# Text shown
=====

History, and a New Bath Menswear Company prove Sartorial interest is still alive.
In essence 2020 has been the hardest year that most of the existing population has ever faced and at their best the public is unenthusiastically clothing their upper-half to take a Zoom call. Is this the end of dressing up as we know it?
We say No, this is not the end of dressing up. Dressing is a truth that may be hard to imagine at this point. Dressed not for the comfort of a Facetime call. Dressed not for the 10th morning in a row sitting in your home-office desk chair. Dressed not for your weekly visit to the grocery store, or the isolation of the park on your own. No, we mean Downton Abbey levels of dressed, dressed-for-dinner dressed, stare-at-yourself in the mirror dressed.
Looking back at the past only strengthens the notion that this isn't the end.
We will be aching for something more when we come out of this on the other side. Something romantic, something idealised, something to harken back to better times. You would think that the Covid-19 pandemic has given us enough rules to last a lifetime. Aren't there enough rules as it is? Some, however, are there to help. Men's dressing has been governed by a set of rules that go back hundreds of years. Many of these rules are often either overlooked or simply forgotten about. The fit and tailoring on your favourite suit, investing wisely in a beautiful watch, and choosing the right colour to wear for your complexion type, are all small details but the sum of them adds up to sartorial perfection.
As stated in Dressing the Man-Mastering the Art of Permanent Fashion (Alan FLusser), accessories exist to exemplify 'the major importance of minor things'. Knowing when and how to execute men's accessories perfectly is a rule that all men should follow. Thomas Fortin, Bath's newest menswear accessories company, takes this rule to heart. Their 100% British made pocket squares, ties and evening scarves allow men, who are still capitol-D Dressing, to indulge their dapper side and purchase hand finished goods to augment their tailored wardrobe.
Neil Fortin and Andrew Thomas, both Bath residents, are the co-founders of this new venture. What began as an unrealised dream for the pair has materialised into a viable online marketplace. As the online menswear outlet grows Thomas Fortin will be there offering 100% silk pocket squares, printed and woven neckties and evening scarves to eager dressers. All their men's accessories will be produced using UK printers, weavers and makers. Neil is a costume designer and milliner specialising in period shows and operas and Andy has a background in graphic design and photography. Between the two of them and their passion for menswear their excellent designs and bold graphics will give new light to mens accessories in this new world.

=====

# Provided records

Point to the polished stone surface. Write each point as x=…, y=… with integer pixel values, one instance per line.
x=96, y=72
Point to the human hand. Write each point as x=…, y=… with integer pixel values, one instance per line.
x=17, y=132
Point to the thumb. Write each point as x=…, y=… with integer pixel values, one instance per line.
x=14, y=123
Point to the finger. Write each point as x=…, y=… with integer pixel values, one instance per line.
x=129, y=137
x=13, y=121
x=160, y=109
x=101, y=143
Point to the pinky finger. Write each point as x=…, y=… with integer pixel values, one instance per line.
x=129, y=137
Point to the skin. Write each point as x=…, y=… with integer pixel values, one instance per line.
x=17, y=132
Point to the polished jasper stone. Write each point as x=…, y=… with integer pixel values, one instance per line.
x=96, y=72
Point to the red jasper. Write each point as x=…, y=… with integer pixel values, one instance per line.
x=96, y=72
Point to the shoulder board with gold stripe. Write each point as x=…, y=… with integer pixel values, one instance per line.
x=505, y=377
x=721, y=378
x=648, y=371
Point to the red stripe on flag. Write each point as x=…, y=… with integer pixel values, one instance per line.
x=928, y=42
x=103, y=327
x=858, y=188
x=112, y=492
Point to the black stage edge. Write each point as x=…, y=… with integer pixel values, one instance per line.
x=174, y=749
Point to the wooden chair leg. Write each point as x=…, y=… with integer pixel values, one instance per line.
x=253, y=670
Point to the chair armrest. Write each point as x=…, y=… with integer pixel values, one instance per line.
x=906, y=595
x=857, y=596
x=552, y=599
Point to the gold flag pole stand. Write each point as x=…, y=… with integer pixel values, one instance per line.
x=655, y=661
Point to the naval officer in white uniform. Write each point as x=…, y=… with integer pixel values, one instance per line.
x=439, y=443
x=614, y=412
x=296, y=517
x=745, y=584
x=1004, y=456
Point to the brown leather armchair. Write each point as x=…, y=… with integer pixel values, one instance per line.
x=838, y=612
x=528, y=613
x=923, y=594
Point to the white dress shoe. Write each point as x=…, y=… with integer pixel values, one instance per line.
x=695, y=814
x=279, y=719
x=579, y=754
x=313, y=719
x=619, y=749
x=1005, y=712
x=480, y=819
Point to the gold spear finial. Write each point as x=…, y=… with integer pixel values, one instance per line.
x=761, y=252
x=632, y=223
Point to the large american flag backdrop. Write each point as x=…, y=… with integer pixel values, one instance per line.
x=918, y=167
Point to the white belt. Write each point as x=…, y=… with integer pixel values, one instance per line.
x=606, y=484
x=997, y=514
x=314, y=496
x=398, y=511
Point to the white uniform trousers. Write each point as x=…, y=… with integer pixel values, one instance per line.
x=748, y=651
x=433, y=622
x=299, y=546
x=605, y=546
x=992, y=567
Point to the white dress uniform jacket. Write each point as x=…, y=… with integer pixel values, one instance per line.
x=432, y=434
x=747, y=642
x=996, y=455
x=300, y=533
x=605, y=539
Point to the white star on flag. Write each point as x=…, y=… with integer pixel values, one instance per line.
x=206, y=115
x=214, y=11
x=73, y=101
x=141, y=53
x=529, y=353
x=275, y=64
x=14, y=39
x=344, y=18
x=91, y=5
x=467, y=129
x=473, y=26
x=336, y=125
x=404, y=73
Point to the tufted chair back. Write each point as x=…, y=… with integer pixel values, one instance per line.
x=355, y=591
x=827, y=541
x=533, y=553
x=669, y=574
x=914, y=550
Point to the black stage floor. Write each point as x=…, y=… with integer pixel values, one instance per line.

=====

# Work to complete
1. Do the following statements agree with the menswear article? Answer yes or no for each, and quote the words from the article that decide it. (a) Thomas Fortin is based in Bath. (b) Andy has a background in costume design. (c) The company's accessories will be made by UK producers.
2. List every occasion that the menswear article names with the words "Dressed not for" as not the kind of dressing it means.
3. Reproduce the passage of the menswear article starting with "Neil Fortin and" and going on through "this new world.".

# Answers given
1.
(a) Yes: "Thomas Fortin, Bath's newest menswear accessories company"
(b) No: "Andy has a background in graphic design and photography"
(c) Yes: "All their men's accessories will be produced using UK printers, weavers and makers."

2.
- the comfort of a Facetime call
- the 10th morning in a row sitting in your home-office desk chair
- your weekly visit to the grocery store
- the isolation of the park on your own

3.
Neil Fortin and Andrew Thomas, both Bath residents, are the co-founders of this new venture. What began as an unrealised dream for the pair has materialised into a viable online marketplace. As the online menswear outlet grows Thomas Fortin will be there offering 100% silk pocket squares, printed and woven neckties and evening scarves to eager dressers. All their men's accessories will be produced using UK printers, weavers and makers. Neil is a costume designer and milliner specialising in period shows and operas and Andy has a background in graphic design and photography. Between the two of them and their passion for menswear their excellent designs and bold graphics will give new light to mens accessories in this new world.